## [PROMPT]
Provide the records once more, identical to the original.

## [MATERIAL SUPPLIED]
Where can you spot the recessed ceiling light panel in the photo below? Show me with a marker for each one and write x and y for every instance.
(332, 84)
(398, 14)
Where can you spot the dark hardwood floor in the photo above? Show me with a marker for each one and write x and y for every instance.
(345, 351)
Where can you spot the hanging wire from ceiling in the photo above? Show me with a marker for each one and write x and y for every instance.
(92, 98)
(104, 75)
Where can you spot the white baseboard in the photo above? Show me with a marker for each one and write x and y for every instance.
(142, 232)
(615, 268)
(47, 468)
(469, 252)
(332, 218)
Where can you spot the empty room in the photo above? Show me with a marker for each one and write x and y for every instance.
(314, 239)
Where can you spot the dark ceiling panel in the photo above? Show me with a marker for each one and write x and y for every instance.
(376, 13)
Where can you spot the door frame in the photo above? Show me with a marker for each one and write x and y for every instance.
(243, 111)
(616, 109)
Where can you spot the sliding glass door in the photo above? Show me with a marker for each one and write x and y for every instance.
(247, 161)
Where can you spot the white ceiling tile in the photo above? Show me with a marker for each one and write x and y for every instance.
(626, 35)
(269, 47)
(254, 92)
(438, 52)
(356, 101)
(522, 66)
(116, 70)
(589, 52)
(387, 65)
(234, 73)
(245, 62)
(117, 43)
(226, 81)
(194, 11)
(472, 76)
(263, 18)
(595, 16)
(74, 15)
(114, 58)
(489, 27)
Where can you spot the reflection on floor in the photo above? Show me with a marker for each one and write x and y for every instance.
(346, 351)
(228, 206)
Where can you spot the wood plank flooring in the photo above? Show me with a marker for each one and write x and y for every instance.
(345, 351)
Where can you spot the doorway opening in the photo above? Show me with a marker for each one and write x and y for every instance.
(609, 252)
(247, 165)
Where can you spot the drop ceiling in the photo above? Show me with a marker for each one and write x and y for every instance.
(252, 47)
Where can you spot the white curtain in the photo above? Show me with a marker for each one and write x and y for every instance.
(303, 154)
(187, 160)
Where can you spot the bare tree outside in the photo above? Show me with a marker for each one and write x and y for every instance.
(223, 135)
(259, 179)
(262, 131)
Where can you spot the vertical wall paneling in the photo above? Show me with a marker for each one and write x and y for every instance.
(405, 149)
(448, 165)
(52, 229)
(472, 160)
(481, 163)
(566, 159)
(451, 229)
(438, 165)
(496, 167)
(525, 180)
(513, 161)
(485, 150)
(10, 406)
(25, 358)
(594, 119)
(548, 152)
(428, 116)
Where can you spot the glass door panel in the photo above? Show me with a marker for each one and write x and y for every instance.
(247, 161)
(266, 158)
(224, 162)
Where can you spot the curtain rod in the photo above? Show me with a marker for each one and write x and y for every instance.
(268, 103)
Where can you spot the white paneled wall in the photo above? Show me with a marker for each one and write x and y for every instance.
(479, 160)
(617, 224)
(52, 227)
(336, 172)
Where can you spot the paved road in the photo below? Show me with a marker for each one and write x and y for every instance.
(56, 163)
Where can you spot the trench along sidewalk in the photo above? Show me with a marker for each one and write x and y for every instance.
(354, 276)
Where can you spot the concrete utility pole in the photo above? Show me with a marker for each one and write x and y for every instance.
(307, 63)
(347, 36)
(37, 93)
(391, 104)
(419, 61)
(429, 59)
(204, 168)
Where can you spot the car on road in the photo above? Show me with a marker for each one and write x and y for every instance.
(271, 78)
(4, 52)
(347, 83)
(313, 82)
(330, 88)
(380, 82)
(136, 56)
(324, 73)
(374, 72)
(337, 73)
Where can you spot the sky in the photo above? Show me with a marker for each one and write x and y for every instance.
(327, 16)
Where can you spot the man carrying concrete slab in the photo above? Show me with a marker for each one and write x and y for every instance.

## [FULL RESPONSE]
Where can you spot the recessed ceiling light panel in the photo below? Show me with a marker for each one and write x and y for every instance.
(332, 84)
(398, 14)
Where can you spot the dark hardwood floor in the photo above? Show me with a marker for each one and write x and y for every instance.
(345, 351)
Where can you spot the hanging wire from ceiling in the photo above? Show me with a marker for each one and write x and y for every instance.
(92, 98)
(104, 75)
Where can you spot the white baseboard in the photo above? Show me with a marker for each one and write x and y for every instance.
(142, 232)
(615, 268)
(47, 468)
(469, 252)
(332, 218)
Where can you spot the empty room in the photo above? Show me with a marker for each one and write x and y for every instance.
(314, 239)
Where can you spot the dark ceiling panel in the photo above? Show me with a marker for each one and write x and y for every instance.
(376, 13)
Where can you spot the door frame in the photo above? Show me with a marker for each one and write x and y for every instance.
(243, 111)
(616, 109)
Where can you spot the sliding glass door in the photo above? Show me with a marker for each one and write x and y for every instance.
(247, 161)
Where can you spot the white ceiling tile in the photo above? Show me with a marker for each one and write x and y for every instance.
(626, 35)
(269, 47)
(254, 92)
(438, 52)
(356, 101)
(522, 66)
(116, 70)
(589, 52)
(387, 65)
(234, 73)
(245, 62)
(117, 43)
(226, 81)
(194, 11)
(472, 76)
(263, 18)
(595, 16)
(74, 15)
(114, 58)
(489, 27)
Where can you spot the reflection on floor in the photo above? Show me with a marker for each one and write x and y for every instance.
(346, 351)
(228, 206)
Where can you spot the wood plank flooring in the photo above? Show me with a marker for each one and write x and y for every instance.
(345, 351)
Where can you spot the doorway opening in the photo above? Show me with a marker for each one and write x and y for every instance.
(609, 252)
(247, 165)
Where can you spot the drop ceiling in the photo above? Show me with a marker for each one and write x and y for every instance.
(252, 47)
Where can you spot the white curtain in the photo above? Show me with a marker for each one and write x and y for every instance.
(303, 154)
(187, 160)
Where can you spot the bare tree outside in the photo above? Show me with a marker for each one and write x and y for every instance.
(223, 135)
(259, 179)
(262, 131)
Where can you spot the vertical wall paneling in the photo above? Show me with a marker for each one and write x and y for every instance.
(405, 149)
(448, 165)
(52, 229)
(472, 160)
(481, 163)
(566, 159)
(451, 229)
(438, 165)
(496, 167)
(525, 180)
(513, 161)
(485, 150)
(10, 406)
(25, 358)
(594, 119)
(548, 152)
(428, 116)
Where can you spot the glass door panel in the photo above? Show me with a marker for each one and write x and y for every instance.
(247, 161)
(266, 158)
(224, 162)
Where can you spot the curtain rod in the photo above? Show me with a marker for each one and write x and y for every instance.
(268, 103)
Where can you spot the white paneled wall in the photo above? Show me with a marker for each one and write x and y for every instance.
(479, 160)
(617, 224)
(52, 227)
(336, 172)
Where can you spot the paved road in the photo below? Show me with a marker for each one and write x and y for every instance.
(56, 163)
Where can you spot the trench along sidewalk in the photo above? Show me with a marker for each one and write x and y for every instance.
(354, 276)
Where can you spot the concrete utility pole in the photo above? Show me with a marker for each one and write x and y for every instance.
(307, 63)
(347, 36)
(37, 93)
(391, 104)
(419, 61)
(429, 59)
(204, 168)
Where can you spot the car on road in the photo above? Show me with a marker for each one and write x and y for every instance.
(271, 78)
(4, 52)
(347, 83)
(313, 82)
(330, 88)
(380, 82)
(136, 56)
(324, 73)
(374, 72)
(337, 73)
Where can you spot the sky in the photo above? Show me with a marker for each one and write x and y for every instance.
(327, 16)
Where can you spot the man carrying concrete slab in the photo above? Show me with a marker for each one and write x and y for every instance.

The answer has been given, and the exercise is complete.